Segment Open

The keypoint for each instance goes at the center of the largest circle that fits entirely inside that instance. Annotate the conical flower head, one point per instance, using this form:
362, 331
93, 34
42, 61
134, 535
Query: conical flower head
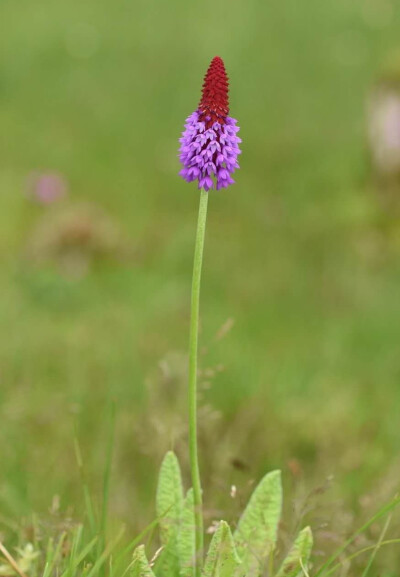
209, 143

Segment Closed

▶ Problem to work on
Repeat the data exactly in full, omitting its pictures.

▶ Exercise result
The keypoint for each instance goes at the center of the largest circle that fits entirely inside that instance. Annotate the conical flower head, one point per instance, using this form:
362, 331
93, 34
42, 61
134, 535
Query: conical flower head
209, 143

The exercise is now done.